**What is being asked**
Write out the whole listing again, exactly as given.

**Data extract**

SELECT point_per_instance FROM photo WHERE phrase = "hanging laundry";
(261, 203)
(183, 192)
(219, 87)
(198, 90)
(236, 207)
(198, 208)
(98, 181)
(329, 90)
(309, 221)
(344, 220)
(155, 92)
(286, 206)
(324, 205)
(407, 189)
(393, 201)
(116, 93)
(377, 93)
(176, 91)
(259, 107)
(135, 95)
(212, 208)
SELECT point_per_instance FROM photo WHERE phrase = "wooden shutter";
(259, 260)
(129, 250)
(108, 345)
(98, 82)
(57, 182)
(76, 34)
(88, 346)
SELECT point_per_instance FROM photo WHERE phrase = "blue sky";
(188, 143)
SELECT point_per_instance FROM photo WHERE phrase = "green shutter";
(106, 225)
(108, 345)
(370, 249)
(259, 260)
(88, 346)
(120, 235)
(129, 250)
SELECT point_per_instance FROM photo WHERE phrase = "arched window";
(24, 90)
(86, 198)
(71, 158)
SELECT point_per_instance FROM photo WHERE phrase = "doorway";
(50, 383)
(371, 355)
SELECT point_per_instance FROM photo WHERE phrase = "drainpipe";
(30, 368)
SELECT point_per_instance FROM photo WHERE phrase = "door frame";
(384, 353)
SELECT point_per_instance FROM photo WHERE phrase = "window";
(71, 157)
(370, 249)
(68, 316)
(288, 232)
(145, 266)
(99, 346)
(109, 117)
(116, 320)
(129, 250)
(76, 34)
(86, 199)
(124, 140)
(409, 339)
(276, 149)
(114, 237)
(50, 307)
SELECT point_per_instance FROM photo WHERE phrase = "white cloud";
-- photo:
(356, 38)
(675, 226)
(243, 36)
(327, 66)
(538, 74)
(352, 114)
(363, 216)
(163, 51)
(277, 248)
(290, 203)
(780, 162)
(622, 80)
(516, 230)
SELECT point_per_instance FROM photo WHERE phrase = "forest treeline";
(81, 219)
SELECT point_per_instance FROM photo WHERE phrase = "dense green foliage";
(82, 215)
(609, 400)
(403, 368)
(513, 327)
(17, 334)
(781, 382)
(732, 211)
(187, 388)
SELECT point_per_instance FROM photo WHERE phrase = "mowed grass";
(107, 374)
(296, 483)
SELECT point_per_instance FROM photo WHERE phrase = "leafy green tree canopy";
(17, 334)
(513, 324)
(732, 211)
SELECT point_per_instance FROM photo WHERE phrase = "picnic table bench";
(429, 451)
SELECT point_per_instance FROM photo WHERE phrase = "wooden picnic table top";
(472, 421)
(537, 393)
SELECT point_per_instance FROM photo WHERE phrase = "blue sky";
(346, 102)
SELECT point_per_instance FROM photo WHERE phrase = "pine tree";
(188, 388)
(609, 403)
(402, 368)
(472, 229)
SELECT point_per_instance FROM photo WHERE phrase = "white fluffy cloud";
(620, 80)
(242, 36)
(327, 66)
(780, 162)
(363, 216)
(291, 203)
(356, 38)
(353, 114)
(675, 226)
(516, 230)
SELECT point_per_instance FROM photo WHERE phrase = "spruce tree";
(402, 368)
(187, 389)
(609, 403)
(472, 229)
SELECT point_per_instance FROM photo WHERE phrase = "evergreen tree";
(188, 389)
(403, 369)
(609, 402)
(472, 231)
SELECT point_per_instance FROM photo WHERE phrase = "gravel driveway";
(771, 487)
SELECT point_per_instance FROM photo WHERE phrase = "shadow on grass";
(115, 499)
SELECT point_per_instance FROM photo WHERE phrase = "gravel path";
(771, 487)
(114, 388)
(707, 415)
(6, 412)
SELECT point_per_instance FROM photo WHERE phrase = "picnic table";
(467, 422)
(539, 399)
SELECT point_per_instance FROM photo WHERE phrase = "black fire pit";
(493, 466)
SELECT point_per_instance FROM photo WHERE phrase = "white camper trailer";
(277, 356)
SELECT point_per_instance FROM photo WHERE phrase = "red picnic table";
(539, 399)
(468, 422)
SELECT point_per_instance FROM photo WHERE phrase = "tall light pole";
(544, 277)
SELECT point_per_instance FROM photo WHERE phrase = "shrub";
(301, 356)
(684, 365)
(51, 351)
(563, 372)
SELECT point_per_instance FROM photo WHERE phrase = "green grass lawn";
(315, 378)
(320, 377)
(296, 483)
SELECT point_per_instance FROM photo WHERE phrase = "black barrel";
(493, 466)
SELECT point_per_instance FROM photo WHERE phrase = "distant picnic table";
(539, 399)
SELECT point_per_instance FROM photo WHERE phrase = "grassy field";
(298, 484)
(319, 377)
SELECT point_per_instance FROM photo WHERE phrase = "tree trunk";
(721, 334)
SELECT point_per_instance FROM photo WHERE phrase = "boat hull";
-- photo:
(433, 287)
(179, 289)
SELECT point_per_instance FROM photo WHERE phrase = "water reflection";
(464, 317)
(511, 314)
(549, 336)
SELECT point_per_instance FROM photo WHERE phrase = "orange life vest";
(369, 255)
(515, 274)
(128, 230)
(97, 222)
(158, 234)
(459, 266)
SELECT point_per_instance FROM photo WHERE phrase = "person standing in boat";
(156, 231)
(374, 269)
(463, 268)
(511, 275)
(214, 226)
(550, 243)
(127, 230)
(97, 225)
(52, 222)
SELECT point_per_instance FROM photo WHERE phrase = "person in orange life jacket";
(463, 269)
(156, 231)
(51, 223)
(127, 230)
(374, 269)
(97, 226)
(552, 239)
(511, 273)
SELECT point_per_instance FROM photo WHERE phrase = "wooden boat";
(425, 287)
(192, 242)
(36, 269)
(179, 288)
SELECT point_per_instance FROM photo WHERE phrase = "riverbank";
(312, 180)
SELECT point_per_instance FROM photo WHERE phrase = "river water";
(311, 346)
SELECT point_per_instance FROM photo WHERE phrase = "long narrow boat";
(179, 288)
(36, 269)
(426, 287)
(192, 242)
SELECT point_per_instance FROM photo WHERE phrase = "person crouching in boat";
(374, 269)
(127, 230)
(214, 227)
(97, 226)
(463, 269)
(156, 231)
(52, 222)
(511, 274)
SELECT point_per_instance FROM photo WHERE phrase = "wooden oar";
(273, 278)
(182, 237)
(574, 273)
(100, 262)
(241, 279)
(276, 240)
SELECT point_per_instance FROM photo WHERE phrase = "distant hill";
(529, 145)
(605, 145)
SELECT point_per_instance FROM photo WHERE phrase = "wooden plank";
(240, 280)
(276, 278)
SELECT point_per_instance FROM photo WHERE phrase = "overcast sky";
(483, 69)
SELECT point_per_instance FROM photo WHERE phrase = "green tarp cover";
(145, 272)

**Output below**
SELECT point_per_instance FROM photo WHERE phrase = "hanging laundry";
(261, 203)
(183, 192)
(219, 87)
(198, 90)
(236, 207)
(198, 208)
(98, 181)
(329, 90)
(309, 221)
(344, 220)
(155, 92)
(286, 206)
(324, 205)
(407, 189)
(393, 201)
(116, 93)
(377, 93)
(176, 91)
(259, 107)
(135, 95)
(212, 208)
SELECT point_per_instance FROM photo WHERE phrase = "wooden shutter";
(259, 260)
(129, 250)
(108, 345)
(98, 82)
(57, 182)
(76, 34)
(88, 346)
SELECT point_per_instance FROM photo WHERE phrase = "blue sky";
(188, 143)
SELECT point_per_instance FROM photo WHERE phrase = "green shutter";
(106, 225)
(108, 345)
(370, 249)
(259, 260)
(88, 346)
(120, 235)
(129, 250)
SELECT point_per_instance FROM photo WHERE phrase = "arched window";
(24, 90)
(86, 198)
(71, 158)
SELECT point_per_instance FROM photo WHERE phrase = "doorway";
(50, 383)
(371, 355)
SELECT point_per_instance FROM photo WHERE phrase = "drainpipe";
(30, 368)
SELECT point_per_instance FROM photo WHERE phrase = "door frame";
(384, 353)
SELECT point_per_instance FROM photo WHERE phrase = "window";
(71, 157)
(370, 249)
(68, 316)
(288, 232)
(145, 266)
(99, 346)
(109, 117)
(116, 320)
(129, 250)
(76, 34)
(86, 199)
(124, 140)
(409, 339)
(276, 149)
(114, 237)
(50, 307)
SELECT point_per_instance FROM photo WHERE phrase = "white cloud";
-- photo:
(356, 38)
(675, 226)
(243, 36)
(327, 66)
(538, 74)
(352, 114)
(363, 216)
(163, 51)
(277, 248)
(290, 203)
(780, 162)
(622, 80)
(516, 230)
SELECT point_per_instance FROM photo WHERE phrase = "forest treeline";
(81, 219)
SELECT point_per_instance FROM photo WHERE phrase = "dense green foliage";
(82, 215)
(609, 400)
(403, 368)
(513, 327)
(17, 334)
(781, 382)
(732, 211)
(187, 388)
SELECT point_per_instance FROM photo WHERE phrase = "mowed grass";
(107, 374)
(296, 483)
SELECT point_per_instance FROM photo WHERE phrase = "leafy green tree canopy";
(17, 334)
(513, 324)
(732, 211)
SELECT point_per_instance FROM photo WHERE phrase = "picnic table bench";
(429, 451)
SELECT point_per_instance FROM photo WHERE phrase = "wooden picnic table top";
(472, 421)
(537, 393)
SELECT point_per_instance FROM photo WHERE phrase = "blue sky";
(346, 102)
SELECT point_per_instance FROM photo WHERE phrase = "pine tree";
(188, 388)
(609, 403)
(402, 368)
(472, 229)
SELECT point_per_instance FROM photo WHERE phrase = "white fluffy cloud";
(620, 80)
(242, 36)
(327, 66)
(780, 162)
(363, 216)
(291, 203)
(356, 38)
(353, 114)
(675, 226)
(516, 230)
SELECT point_per_instance FROM photo WHERE phrase = "spruce tree";
(402, 368)
(187, 389)
(609, 403)
(472, 229)
SELECT point_per_instance FROM photo WHERE phrase = "evergreen tree";
(188, 389)
(403, 369)
(609, 402)
(472, 231)
SELECT point_per_instance FROM photo WHERE phrase = "gravel driveway";
(771, 487)
SELECT point_per_instance FROM photo WHERE phrase = "shadow on grass";
(115, 499)
SELECT point_per_instance FROM photo WHERE phrase = "gravel path";
(771, 487)
(114, 388)
(707, 415)
(6, 412)
SELECT point_per_instance FROM photo WHERE phrase = "picnic table";
(467, 422)
(539, 399)
SELECT point_per_instance FROM photo WHERE phrase = "black fire pit";
(493, 466)
SELECT point_per_instance FROM photo WHERE phrase = "white camper trailer";
(277, 356)
SELECT point_per_instance FROM photo WHERE phrase = "red picnic table";
(539, 399)
(468, 422)
SELECT point_per_instance FROM photo WHERE phrase = "tall light pole";
(544, 277)
SELECT point_per_instance FROM photo WHERE phrase = "shrub";
(301, 356)
(684, 365)
(51, 351)
(563, 372)
SELECT point_per_instance FROM photo WHERE phrase = "green grass lawn";
(315, 378)
(320, 377)
(296, 483)
SELECT point_per_instance FROM photo WHERE phrase = "black barrel";
(493, 466)
SELECT point_per_instance FROM photo WHERE phrase = "distant picnic table";
(539, 399)
SELECT point_per_instance FROM photo WHERE phrase = "grassy field";
(298, 484)
(319, 377)
SELECT point_per_instance FROM photo WHERE phrase = "tree trunk";
(721, 334)
SELECT point_per_instance FROM photo WHERE phrase = "boat hull";
-- photo:
(433, 287)
(179, 289)
SELECT point_per_instance FROM photo WHERE phrase = "water reflection";
(464, 317)
(511, 314)
(549, 336)
SELECT point_per_instance FROM photo WHERE phrase = "orange life vest";
(369, 255)
(515, 274)
(128, 230)
(97, 222)
(158, 234)
(459, 266)
SELECT point_per_instance FROM photo WHERE phrase = "person standing in boat";
(156, 231)
(374, 269)
(463, 268)
(511, 275)
(214, 226)
(550, 243)
(127, 230)
(97, 225)
(52, 222)
SELECT point_per_instance FROM photo WHERE phrase = "person in orange life jacket";
(463, 269)
(156, 231)
(51, 223)
(127, 230)
(374, 269)
(97, 226)
(552, 239)
(511, 273)
SELECT point_per_instance FROM photo WHERE phrase = "wooden boat";
(425, 287)
(192, 242)
(36, 269)
(179, 288)
SELECT point_per_instance FROM photo WHERE phrase = "riverbank";
(312, 180)
SELECT point_per_instance FROM photo WHERE phrase = "river water";
(311, 346)
SELECT point_per_instance FROM photo WHERE phrase = "long narrow boat";
(179, 288)
(36, 269)
(426, 287)
(192, 242)
SELECT point_per_instance FROM photo WHERE phrase = "person crouching in boat";
(374, 269)
(127, 230)
(214, 227)
(97, 226)
(463, 269)
(156, 231)
(52, 222)
(511, 274)
SELECT point_per_instance FROM photo WHERE phrase = "wooden oar";
(273, 278)
(182, 237)
(574, 273)
(100, 262)
(241, 279)
(276, 240)
SELECT point_per_instance FROM photo WHERE phrase = "distant hill";
(529, 145)
(605, 145)
SELECT point_per_instance FROM photo WHERE phrase = "wooden plank";
(240, 280)
(276, 278)
SELECT point_per_instance FROM photo WHERE phrase = "overcast sky";
(483, 69)
SELECT point_per_instance FROM photo WHERE phrase = "green tarp cover";
(145, 272)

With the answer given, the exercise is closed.